### What you should do
Could you add -109 to every coordinate in the answers and write out everything from the start of the entries down through the line containing "41], [63, 304]]", requests included?

### Data rows
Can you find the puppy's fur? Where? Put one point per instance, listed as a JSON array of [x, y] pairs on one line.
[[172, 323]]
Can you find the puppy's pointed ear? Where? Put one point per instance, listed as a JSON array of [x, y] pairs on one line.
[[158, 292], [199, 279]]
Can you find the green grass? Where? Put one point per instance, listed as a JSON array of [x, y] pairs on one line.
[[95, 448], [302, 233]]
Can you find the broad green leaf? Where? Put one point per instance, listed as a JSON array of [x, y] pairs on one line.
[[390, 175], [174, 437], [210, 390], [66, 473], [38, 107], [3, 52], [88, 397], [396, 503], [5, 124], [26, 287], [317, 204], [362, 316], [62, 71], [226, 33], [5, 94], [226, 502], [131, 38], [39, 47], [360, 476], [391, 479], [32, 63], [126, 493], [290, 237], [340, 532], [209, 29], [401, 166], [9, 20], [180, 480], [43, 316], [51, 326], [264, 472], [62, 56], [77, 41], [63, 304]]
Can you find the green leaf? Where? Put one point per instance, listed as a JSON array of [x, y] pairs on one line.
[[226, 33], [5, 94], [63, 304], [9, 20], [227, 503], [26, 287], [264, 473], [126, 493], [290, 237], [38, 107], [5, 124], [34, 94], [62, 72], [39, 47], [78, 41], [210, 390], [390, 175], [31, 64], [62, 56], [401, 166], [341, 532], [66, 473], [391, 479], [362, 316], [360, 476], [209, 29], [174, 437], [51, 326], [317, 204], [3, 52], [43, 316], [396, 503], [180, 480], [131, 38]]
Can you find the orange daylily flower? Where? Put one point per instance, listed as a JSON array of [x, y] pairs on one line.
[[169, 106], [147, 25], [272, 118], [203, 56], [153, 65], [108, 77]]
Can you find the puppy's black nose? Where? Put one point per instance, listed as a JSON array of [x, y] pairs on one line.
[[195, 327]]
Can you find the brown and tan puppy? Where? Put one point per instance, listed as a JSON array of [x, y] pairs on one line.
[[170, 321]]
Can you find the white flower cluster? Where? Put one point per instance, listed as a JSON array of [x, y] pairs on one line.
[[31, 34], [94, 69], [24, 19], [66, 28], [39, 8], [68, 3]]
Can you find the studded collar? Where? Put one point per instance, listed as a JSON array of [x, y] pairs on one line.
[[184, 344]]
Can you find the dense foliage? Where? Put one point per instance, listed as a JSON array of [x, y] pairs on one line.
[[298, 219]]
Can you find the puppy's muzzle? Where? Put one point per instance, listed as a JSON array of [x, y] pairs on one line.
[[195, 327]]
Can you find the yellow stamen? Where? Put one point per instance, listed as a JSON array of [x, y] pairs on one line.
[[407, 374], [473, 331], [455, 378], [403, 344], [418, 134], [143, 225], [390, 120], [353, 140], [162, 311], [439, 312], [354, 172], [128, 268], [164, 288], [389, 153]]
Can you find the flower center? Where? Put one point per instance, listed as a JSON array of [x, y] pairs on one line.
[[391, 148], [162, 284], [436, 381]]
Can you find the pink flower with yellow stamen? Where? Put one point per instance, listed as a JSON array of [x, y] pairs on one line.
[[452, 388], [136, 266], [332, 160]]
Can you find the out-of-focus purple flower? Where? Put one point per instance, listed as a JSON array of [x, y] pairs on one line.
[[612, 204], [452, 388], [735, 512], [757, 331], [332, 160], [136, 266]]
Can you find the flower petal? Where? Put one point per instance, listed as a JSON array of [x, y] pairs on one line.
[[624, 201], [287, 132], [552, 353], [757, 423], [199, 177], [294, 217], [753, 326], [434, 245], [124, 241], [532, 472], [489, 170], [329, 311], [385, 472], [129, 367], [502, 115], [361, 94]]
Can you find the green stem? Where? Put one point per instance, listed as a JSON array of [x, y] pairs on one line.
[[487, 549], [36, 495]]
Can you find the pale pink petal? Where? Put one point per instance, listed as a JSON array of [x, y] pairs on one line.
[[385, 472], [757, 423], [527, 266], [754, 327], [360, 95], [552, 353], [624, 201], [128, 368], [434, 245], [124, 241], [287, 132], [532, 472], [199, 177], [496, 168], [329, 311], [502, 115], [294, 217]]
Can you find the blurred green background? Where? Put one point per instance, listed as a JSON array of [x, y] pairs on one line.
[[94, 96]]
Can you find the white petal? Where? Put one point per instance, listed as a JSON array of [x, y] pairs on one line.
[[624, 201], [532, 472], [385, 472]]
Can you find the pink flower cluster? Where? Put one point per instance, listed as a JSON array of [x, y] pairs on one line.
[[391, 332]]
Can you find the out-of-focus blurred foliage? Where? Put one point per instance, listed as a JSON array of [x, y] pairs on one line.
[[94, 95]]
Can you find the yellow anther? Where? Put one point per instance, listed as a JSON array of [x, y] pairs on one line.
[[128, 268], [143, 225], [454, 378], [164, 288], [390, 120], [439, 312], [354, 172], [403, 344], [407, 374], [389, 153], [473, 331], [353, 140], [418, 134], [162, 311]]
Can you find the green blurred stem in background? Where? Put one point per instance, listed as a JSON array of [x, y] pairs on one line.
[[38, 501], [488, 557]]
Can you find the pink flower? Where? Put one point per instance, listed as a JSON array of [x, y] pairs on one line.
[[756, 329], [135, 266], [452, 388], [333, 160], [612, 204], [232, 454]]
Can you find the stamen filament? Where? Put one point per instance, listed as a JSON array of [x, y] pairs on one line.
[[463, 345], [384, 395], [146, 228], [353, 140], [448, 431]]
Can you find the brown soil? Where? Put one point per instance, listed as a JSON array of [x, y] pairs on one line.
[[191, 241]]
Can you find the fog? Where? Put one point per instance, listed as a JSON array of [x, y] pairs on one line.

### Solution
Can you find the puppy's fur? Where? Put one point per instance, listed as a JSON array of [x, y] pairs on one line.
[[63, 214]]
Can you find the puppy's pointed ear? Where? Put one point per instance, listed as a JSON array of [x, y] pairs on one line.
[[49, 183], [90, 170]]
Can you find the green grass? Where? Put one point per instance, listed as a JSON array of [x, y] pairs on one line.
[[-14, 339], [193, 124]]
Can you find the broad green leaf? Where? Put one point per instance, listed as a JSON array of [x, y] pairs on one line.
[[281, 66], [65, 328], [101, 281], [-43, 364], [-71, -2], [-106, -57], [-21, 288], [287, 394], [-104, 15], [-83, 178], [208, 95], [253, 207], [-47, -38], [117, -76], [-104, -15], [117, 393], [22, -71], [-70, -62], [251, 367], [282, 370], [-77, -46], [17, 384], [181, 128], [231, 423], [100, -80], [292, 57], [-100, -89], [71, 371], [-66, 207], [-58, 217], [155, 363], [-47, -53], [-32, -68], [-46, 195]]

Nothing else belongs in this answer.